> _Selected text_
• • •

# Nationality



## skycloud86 (Jul 15, 2009)

I was looking at some of my pictures of myself and I was wondering about this. If all you knew about me was my face, what nationality would you say i was?


----------



## cdeuterian (Apr 28, 2010)

I would probably guess Romanian b/c you somewhat resemble a Romanian I know.


----------



## nallyha (Apr 23, 2010)

Irish/ Scottish


----------



## Promethea (Aug 24, 2009)

My first guess would be that you are from one of the nordic countries.. second guess would be anglo. xD


----------



## LeafStew (Oct 17, 2009)

nallyha said:


> Irish/ Scottish


Yea, that's what I would of guessed as well.


----------



## 7wonders (Apr 8, 2010)

Eastern European/Russian


----------



## Abschaum (Dec 12, 2009)

Eastern European/Russian


----------



## roxtehproxy (Sep 9, 2009)

nallyha said:


> Irish/ Scottish


I agree. Somewhere around eastern Europe, leaning towards Scottish.


----------



## Diphenhydramine (Apr 9, 2010)

Welsh, for sure.


----------



## Rayne (Apr 28, 2010)

Mr.Katzenjammer said:


> I agree. Somewhere around eastern Europe, leaning towards Scottish.


Scotland is western Europe










Eastern Europe is the other way.


----------



## 7wonders (Apr 8, 2010)

Graice said:


> Eastern Europe is the other way.


 
I'm guessing something East of Germany...are you going to tell us??


----------



## skycloud86 (Jul 15, 2009)

I do have some recent Irish ancestry and more distant Scottish ancestry, with two unknown maternal great great grandfathers. Most of my recent ancestry is English.

• • •

Entries from an annotation dataset
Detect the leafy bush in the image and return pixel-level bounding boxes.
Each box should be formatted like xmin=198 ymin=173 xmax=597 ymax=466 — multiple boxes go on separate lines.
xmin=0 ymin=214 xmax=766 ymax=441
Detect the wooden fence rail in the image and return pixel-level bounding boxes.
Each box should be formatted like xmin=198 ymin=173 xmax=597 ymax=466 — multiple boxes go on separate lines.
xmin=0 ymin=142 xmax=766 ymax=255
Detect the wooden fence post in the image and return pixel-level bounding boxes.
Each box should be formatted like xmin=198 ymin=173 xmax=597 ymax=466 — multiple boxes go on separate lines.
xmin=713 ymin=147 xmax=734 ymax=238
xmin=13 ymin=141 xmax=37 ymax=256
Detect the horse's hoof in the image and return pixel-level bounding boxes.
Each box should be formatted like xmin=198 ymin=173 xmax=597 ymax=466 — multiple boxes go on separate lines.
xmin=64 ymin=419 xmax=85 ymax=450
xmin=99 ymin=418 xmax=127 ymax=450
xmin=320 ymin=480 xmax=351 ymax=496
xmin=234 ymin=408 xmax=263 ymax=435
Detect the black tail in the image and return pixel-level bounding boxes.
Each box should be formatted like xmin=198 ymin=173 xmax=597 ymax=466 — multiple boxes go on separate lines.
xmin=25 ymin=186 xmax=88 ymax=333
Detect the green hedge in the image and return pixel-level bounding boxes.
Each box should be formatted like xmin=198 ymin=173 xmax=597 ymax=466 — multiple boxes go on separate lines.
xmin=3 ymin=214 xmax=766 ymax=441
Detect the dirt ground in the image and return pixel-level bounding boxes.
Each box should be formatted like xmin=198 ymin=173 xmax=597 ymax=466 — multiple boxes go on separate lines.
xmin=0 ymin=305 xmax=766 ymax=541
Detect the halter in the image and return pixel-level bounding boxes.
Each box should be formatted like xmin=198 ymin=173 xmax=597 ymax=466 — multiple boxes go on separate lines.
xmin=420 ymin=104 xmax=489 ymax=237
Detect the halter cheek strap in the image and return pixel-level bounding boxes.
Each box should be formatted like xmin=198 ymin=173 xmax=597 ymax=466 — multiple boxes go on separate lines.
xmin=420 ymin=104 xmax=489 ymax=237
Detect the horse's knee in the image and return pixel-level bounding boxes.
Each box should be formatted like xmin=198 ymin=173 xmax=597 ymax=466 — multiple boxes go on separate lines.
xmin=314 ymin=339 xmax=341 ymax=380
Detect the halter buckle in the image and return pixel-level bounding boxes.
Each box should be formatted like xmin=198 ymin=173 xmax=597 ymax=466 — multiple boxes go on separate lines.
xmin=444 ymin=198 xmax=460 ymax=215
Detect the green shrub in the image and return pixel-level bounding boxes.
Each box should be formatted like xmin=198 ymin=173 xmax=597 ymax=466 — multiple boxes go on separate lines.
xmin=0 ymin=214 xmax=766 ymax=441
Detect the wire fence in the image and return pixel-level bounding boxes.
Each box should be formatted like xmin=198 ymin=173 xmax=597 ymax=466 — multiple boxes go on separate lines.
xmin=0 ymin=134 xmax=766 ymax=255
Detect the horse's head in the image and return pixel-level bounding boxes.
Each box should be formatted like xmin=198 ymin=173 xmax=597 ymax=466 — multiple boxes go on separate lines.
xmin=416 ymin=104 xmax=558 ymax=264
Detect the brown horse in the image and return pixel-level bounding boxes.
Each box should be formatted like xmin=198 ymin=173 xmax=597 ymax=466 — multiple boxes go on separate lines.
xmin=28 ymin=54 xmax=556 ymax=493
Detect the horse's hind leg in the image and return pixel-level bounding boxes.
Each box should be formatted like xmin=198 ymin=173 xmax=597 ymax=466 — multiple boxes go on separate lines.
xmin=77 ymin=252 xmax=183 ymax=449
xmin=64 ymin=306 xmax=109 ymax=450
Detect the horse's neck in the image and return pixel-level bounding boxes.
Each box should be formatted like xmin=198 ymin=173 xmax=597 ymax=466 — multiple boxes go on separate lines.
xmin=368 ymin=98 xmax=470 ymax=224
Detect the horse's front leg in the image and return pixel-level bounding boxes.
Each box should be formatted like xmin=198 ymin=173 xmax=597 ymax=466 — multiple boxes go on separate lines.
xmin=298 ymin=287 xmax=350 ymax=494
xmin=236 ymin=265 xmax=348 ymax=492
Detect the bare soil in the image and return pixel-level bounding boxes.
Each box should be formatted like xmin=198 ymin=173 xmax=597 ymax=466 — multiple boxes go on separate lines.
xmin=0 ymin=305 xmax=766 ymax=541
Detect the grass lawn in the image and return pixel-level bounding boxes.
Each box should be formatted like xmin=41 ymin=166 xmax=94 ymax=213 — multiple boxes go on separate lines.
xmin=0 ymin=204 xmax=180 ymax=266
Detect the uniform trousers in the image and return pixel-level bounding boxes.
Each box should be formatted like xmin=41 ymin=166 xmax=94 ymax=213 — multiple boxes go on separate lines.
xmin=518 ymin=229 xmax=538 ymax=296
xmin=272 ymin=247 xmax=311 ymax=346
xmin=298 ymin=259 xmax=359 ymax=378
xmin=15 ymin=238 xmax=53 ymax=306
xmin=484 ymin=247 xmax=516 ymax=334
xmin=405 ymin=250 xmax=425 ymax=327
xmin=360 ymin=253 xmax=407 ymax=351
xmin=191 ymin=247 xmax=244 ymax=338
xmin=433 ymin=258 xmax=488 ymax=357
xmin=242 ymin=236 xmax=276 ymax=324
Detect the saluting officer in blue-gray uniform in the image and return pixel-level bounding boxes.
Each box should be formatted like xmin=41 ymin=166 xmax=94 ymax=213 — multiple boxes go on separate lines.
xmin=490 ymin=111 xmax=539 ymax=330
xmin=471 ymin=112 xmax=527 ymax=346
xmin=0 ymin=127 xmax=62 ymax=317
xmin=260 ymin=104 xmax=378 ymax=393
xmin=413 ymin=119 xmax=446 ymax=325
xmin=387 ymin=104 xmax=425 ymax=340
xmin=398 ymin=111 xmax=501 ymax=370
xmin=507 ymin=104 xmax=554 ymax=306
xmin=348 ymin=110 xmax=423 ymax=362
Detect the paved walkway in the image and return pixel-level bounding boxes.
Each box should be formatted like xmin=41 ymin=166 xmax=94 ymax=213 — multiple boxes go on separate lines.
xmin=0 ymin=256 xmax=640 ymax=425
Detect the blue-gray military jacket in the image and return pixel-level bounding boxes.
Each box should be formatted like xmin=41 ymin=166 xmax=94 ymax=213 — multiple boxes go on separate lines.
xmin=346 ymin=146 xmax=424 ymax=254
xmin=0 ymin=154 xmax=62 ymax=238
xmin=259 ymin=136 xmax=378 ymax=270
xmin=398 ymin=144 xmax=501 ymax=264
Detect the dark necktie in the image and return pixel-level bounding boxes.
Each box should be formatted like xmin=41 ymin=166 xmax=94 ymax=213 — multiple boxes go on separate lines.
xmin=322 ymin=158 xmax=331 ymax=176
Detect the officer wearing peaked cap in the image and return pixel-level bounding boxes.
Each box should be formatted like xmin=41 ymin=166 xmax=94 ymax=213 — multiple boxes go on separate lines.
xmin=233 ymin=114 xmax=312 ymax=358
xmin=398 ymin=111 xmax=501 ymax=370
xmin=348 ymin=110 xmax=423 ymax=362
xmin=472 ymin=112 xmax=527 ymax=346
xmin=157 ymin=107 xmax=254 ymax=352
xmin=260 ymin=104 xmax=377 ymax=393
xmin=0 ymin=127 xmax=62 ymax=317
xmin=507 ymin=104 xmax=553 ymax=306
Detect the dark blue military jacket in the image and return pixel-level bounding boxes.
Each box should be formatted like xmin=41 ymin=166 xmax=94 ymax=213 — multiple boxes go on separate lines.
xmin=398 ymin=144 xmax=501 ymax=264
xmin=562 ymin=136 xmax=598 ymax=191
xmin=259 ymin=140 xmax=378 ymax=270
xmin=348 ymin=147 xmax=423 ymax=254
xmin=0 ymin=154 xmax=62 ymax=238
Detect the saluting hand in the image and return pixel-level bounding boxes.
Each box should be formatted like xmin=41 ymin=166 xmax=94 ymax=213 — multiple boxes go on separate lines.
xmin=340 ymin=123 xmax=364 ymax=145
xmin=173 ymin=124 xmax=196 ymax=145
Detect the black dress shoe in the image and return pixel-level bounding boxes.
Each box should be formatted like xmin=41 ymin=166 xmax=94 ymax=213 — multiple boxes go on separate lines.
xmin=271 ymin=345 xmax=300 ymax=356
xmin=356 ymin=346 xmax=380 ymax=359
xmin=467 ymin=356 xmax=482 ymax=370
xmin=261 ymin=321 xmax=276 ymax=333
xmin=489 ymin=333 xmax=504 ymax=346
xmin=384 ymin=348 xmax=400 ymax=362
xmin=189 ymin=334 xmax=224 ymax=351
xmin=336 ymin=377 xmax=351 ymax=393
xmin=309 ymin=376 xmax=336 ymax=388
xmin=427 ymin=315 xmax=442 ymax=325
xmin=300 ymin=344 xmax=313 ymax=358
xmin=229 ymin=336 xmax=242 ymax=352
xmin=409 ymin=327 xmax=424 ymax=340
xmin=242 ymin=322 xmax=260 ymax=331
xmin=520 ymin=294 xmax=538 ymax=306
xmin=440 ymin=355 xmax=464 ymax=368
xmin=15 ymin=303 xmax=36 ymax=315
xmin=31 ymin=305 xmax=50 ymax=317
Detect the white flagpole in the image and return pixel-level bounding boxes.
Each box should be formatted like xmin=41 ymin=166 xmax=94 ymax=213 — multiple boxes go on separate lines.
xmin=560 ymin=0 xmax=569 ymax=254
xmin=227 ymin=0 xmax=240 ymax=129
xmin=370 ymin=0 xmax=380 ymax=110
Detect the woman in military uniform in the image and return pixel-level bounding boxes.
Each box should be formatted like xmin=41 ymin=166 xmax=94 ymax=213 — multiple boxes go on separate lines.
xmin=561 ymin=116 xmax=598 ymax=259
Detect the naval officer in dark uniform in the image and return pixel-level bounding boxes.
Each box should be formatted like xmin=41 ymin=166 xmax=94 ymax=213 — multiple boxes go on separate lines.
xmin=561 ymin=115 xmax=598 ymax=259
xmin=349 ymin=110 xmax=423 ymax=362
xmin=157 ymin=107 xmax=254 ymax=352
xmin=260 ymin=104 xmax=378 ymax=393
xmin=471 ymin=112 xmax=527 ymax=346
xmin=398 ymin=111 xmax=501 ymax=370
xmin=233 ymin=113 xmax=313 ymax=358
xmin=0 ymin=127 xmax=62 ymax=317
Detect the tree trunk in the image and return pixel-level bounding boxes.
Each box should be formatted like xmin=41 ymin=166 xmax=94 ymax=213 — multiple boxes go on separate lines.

• • •

> _Exercise instructions_
A - Set down the passage of the nationality thread word for word, starting with "I was looking" and going on through "cdeuterian (Apr 28, 2010)".
B - In the nationality thread, what ancestry does skycloud86 say makes up most of skycloud86's recent ancestry?
C - Continue the nationality thread from where it stops.
The records play no part in this work.

> _Outputs by task_
A -
I was looking at some of my pictures of myself and I was wondering about this. If all you knew about me was my face, what nationality would you say i was?


----------



## cdeuterian (Apr 28, 2010)

B - English

C -
Interesting how a lot of people think I look Eastern European.


----------



## firedell (Aug 5, 2009)

Swedish. :tongue: I think it's the blue eyes and fair skin.


----------



## Mikbert (Jul 19, 2009)

Promethea said:


> My first guess would be that you are from one of the nordic countries.. second guess would be anglo. xD





inebriato said:


> Swedish. :tongue: I think it's the blue eyes and fair skin.



Nordic people, especially swedes, have sharper features.


----------



## Nog (May 26, 2010)

Mikbert said:


> Nordic people, especially swedes, have sharper features.


Knowing several I can politely disagree with this. And looking at the pictures of bands from cd covers. Some of them really don't fit into the stereotype at all. But then I haven't visited Scandinavia so........


----------



## Diphenhydramine (Apr 9, 2010)

You don't look Eastern European at all. Slavs have very sharp facial features.


----------



## HannibalLecter (Apr 18, 2010)

You look Germanic; mainly because of your nose. If not, then I'd say northeastern European.


----------



## 7wonders (Apr 8, 2010)

Interesting...I had several half Russian cousins and worked with a Romanian lady (and met her family), my daughters best friend at daycare's familiy had immigrated from Romanian...they all had a similar appearance to skycloud86. That is why I guessed what I did, I suppose :wink: Just goes to show, you never know!


----------



## danicx (Dec 5, 2009)

I'd say Irish. But I see where people are getting Eastern European. You have very distinct bone structure, not in a "classic" way that might appear English, but more angular and unusual, a more Slavic quality. Your nose/eye colour strikes me as Irish though.


----------



## skycloud86 (Jul 15, 2009)

I can't really see the angular bones myself, but I am overweight.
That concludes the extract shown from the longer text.